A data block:
· · ·

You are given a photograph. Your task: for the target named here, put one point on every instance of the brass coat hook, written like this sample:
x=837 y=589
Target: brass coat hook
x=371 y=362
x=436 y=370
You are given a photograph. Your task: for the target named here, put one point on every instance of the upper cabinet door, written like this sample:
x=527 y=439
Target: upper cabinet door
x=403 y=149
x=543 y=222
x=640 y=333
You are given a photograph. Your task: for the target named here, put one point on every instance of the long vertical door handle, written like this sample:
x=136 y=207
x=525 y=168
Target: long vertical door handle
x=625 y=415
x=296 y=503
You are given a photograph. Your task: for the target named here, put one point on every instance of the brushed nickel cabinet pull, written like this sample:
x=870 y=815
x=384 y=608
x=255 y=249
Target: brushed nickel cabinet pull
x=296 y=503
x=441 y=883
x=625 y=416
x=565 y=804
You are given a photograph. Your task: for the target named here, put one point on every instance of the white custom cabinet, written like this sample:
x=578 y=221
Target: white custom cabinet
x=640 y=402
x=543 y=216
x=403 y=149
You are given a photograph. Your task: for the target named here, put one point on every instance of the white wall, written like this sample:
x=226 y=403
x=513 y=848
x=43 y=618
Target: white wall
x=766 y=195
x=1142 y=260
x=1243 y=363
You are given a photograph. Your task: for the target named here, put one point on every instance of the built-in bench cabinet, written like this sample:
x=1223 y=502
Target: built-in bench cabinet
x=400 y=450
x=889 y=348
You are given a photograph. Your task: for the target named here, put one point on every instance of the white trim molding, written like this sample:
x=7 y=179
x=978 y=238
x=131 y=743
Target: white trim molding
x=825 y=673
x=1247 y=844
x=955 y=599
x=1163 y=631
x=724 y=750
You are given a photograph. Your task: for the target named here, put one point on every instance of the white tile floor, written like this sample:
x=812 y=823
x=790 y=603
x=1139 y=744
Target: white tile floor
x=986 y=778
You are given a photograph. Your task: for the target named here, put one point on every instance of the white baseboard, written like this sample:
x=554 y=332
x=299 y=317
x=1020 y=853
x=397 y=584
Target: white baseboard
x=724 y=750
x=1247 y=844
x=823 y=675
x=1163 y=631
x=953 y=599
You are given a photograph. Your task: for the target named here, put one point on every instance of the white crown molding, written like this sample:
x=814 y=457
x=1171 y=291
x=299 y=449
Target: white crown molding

· · ·

PROBLEM STATEMENT. Copy every row in the data block above verbatim, without changing a single character.

EXERCISE OUTPUT.
You are given a photograph. Your task: for the target named here, put one point on every instance of the brass coat hook, written like this sample:
x=837 y=589
Target: brass coat hook
x=371 y=362
x=436 y=370
You are given a photograph. Your task: for the target named here, put one point on every instance of the upper cabinet door, written like this sample:
x=527 y=439
Target: upper cabinet door
x=403 y=149
x=543 y=222
x=640 y=333
You are given a photograph. Your task: for the target named here, put one point on every instance of the long vertical door handle, written like this sample:
x=136 y=207
x=525 y=168
Target: long vertical door handle
x=625 y=415
x=296 y=503
You are given a photograph. Your task: for the target named here, put one point on every instance of the brushed nickel cabinet pull, written like this sample:
x=870 y=815
x=384 y=608
x=255 y=249
Target: brushed nickel cabinet pull
x=296 y=503
x=441 y=883
x=625 y=416
x=565 y=804
You are given a photograph. Your task: for the target named here, put one point on every instance of the white custom cabinet, written like this sample:
x=578 y=221
Target: white custom cabinet
x=640 y=402
x=543 y=216
x=403 y=149
You are given a photograph. Your task: for the target named here, put one point on every instance of the white wall, written like this sample:
x=226 y=403
x=513 y=848
x=43 y=618
Target: white wall
x=766 y=195
x=1142 y=260
x=1243 y=363
You are given a photograph. Your task: for the target named here, put one point on every instance of the built-in bench cabinet, written like this sample:
x=1223 y=502
Target: built-in bench cabinet
x=400 y=450
x=889 y=348
You are given a photograph. Your task: for the target named here, put one point on every instance of the white trim molding, written like this sample:
x=7 y=179
x=978 y=238
x=131 y=743
Target: white trim molding
x=825 y=673
x=1247 y=844
x=955 y=599
x=1163 y=631
x=724 y=750
You are given a photograph. Your task: for the target named here, put one point on every instance of the white tile floor, written like this sample:
x=812 y=823
x=790 y=603
x=1139 y=744
Target: white tile floor
x=986 y=778
You are given a photograph. Your task: for the target named here, put one point on every instance of the white baseboard, written like this sample:
x=554 y=332
x=299 y=317
x=1020 y=853
x=397 y=584
Target: white baseboard
x=724 y=750
x=1247 y=844
x=823 y=675
x=1163 y=631
x=953 y=599
You are given a photograph. Your task: for the target named here, put one point on every instance of the white crown molding, written like this sample:
x=814 y=457
x=1171 y=291
x=299 y=449
Target: white crown molding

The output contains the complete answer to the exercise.